EXERCISE TASKS:
1/ Answer these about the developer survey thread:
(a) Which editor does the first poster use?
(b) What share of respondents use git, according to the version control figures quoted?
(c) What percentage does CodeIgniter get under frameworks?
2/ Pick up the developer survey thread after its last sentence and keep writing it.

SELECTED TEXT:
╭──

I use Notepad++ - at the moment this is predominantly Python + HTML/CSS/JS

If not Notepad++, what else should I be looking at?

------
CountHackulus
How did they choose the "500 leading developers"? This seems to be heavily
skewed towards web development.

------
wiradikusuma
I found this infographic worthless. Leading developers? How did they decide
that? Minority Java and .NET? What kind of developers are they talking about?

------
3pt14159
Where is emacs? I'm not expecting it to get #1 or anything, but a very healthy
number of devs use it.

------
orenmazor
Version Control: 53% use git, 31% svn, 3% beanstalk?

which of these is not like the other.

------
corry
Leaving aside questions about sample size / methodology / etc, here are the
big surprises for me:

FRAMEWORKS - CodeIgniter at 6%. I use it for some projects, but I'm surprised
that 6% of 'top developers' are still using it too given that it's an older
entry in the (very crowded) field of PHP frameworks, AND it's PHP (which
everyone loves to hate).

╰──

[Data entries]
╭──

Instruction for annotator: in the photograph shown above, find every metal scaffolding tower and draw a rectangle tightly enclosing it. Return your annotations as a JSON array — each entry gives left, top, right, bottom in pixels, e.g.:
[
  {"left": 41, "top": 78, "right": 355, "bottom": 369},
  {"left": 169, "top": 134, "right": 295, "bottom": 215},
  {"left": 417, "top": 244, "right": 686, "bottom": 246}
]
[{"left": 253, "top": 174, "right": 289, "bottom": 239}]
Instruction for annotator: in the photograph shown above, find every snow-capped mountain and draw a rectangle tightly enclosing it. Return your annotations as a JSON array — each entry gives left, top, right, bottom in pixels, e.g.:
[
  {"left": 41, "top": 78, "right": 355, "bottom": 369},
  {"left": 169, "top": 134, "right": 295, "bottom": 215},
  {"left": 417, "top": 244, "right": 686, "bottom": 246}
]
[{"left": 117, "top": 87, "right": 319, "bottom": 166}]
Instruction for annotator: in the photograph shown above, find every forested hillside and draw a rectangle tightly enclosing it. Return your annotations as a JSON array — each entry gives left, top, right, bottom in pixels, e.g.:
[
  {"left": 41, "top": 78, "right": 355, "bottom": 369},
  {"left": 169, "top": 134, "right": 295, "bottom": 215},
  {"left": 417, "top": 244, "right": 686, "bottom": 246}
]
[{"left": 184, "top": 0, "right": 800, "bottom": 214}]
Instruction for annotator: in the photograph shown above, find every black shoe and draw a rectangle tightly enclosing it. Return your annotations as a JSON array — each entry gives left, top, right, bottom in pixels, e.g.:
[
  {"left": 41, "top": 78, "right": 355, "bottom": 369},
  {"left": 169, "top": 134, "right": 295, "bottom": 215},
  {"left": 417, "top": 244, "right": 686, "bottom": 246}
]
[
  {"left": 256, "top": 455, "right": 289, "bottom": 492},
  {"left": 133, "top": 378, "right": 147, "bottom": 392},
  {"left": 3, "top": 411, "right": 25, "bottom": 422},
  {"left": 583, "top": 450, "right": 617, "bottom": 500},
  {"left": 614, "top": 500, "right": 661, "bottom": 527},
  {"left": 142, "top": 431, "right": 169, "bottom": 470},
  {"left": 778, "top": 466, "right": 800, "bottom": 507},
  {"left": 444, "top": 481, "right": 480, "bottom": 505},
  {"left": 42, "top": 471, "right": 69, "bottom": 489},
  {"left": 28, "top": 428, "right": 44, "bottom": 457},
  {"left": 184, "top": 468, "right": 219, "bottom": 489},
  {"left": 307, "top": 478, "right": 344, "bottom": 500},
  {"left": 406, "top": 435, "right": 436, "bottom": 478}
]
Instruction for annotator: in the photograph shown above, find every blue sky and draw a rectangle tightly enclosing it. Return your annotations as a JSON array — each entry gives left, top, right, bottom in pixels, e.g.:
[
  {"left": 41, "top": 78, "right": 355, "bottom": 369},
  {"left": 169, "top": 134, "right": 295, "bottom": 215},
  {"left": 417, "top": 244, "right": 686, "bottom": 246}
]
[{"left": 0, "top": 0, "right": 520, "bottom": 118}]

╰──

ANSWERS FOR THIS EXERCISE:
1/
(a) Notepad++
(b) 53%
(c) 6%

2/
TEXT EDITORS - Nice to see Coda on the list. Maybe I shouldn't be surprised,
but it's a great product with just the right mix of minimal features for me
(syntax highlighting, simple FTP, sane keyboard shortcuts).

------
baby
No dreamweaver for webdevelopping? Gosh I tried everything and I just can't
find something better in my opinion.

------
ruckusing
Surprising that SQL Server beats out Postgres, especially considering these
are developers in companies <100 people.

------
infocaptor
This is not reliable at all. Look at the numbers for Oracle for database.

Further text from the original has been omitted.